» **Using the information**
1) List every occupation that the biography of Nirupama Raghavan gives for her in its opening sentence.
2) According to the biography of Nirupama Raghavan, at which college did she earn her undergraduate degree in physics?
3) Carry on the biography of Nirupama Raghavan from its last sentence.

» **Text under study**
--------------------------------------------------

- Education: Indian Institute of Astrophysics
- Scientific career
- Fields: Astrophysics, Astronomy
- Workplaces: Nehru Planetarium (Director)
- Doctoral advisor: Vainu Bappu

= Nirupama Raghavan =

Indian astrophysicist and weather scientist

Nirupama Raghavan (19 July 1940, Madras – 23 February 2007, Chennai) was an Indian astrophysicist, weather scientist, historian of science and educator. She was the Director of the Nehru Planetarium in New Delhi.

==Life==
Nirupama was born in Madras on 19 July 1940.

In 1959, she received an undergraduate degree in physics at Women's Christian College, Madras. Her master's degree was from the Presidency College, which she followed up with a doctorate in astronomy with work at the Indian Institute of Technology, Kharagpur and the Kodaikanal Solar Observatory of the Indian Institute of Astrophysics.

--------------------------------------------------

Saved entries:
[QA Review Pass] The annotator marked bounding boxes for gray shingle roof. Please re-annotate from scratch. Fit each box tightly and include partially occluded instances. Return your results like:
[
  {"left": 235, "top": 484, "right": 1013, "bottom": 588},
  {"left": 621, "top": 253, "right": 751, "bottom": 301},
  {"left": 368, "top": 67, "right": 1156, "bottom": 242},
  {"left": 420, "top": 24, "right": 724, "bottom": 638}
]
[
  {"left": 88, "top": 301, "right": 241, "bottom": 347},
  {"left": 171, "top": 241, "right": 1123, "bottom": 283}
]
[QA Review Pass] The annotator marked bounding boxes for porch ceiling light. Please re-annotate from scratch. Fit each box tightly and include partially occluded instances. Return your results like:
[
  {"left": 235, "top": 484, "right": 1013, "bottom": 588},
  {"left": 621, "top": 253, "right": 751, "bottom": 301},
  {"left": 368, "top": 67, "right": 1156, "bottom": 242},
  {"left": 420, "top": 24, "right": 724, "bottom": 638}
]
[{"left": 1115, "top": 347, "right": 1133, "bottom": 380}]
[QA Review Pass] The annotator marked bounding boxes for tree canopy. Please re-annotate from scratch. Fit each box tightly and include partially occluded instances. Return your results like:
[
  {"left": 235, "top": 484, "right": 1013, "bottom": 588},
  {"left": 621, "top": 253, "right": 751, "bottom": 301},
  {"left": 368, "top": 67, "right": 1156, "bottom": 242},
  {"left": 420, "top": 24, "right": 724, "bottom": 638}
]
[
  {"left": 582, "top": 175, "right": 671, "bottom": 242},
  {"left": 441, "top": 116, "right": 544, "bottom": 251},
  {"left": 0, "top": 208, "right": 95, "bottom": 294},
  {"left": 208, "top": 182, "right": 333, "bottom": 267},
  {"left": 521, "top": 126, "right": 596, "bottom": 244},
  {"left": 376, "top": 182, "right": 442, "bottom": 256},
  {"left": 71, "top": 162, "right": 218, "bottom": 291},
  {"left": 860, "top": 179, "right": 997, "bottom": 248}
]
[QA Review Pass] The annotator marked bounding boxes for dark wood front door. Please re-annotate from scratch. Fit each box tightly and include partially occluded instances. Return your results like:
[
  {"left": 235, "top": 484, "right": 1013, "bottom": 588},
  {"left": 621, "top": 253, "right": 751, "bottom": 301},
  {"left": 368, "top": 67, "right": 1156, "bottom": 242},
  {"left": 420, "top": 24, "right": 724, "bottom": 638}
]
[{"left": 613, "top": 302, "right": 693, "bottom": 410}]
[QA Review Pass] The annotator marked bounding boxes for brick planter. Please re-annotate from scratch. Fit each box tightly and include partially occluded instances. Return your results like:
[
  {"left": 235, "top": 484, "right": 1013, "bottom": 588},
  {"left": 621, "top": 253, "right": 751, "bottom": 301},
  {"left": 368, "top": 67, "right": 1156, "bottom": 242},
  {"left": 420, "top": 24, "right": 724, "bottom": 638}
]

--------------------------------------------------

» **Answer section**
1) astrophysicist, weather scientist, historian of science, educator

2) Women's Christian College, Madras

3)
She married Raghavan, a metallurgist at Kharagpur, and moved to the United States with him.

Her thesis advisor was Vainu Bappu. Her dissertation (1968) investigated the line asymmetry in sunspots and line profiles of carbon molecules.

She died of cancer in February 2007 in Chennai. To honour her achievements, especially in the outreach to students, a Space Fair was held at the Nehru Planetarium, Delhi, in March 2007.

==Career==
Nirupama Raghavan was the first woman in the field of observational astronomy in India.

On her family's return to India from the United States in 1982, she joined the Nehru Planetarium in New Delhi.

In 1985, she started the Amateur Astronomers Association in New Delhi. The astrophysicists Priyamvada Natarajan and Sangeeta Malhotra as students were among those who were active in the association and conducted research with her. In the 1990s, she initiated a programme of telescope construction techniques with Chander Devgun for schools in New Delhi.

She taught astrophysics at the Indian Institutes of Technology at Kanpur and Delhi.

Nirupama Raghavan published works in atmospheric science, especially in relation to the spread of pollutants.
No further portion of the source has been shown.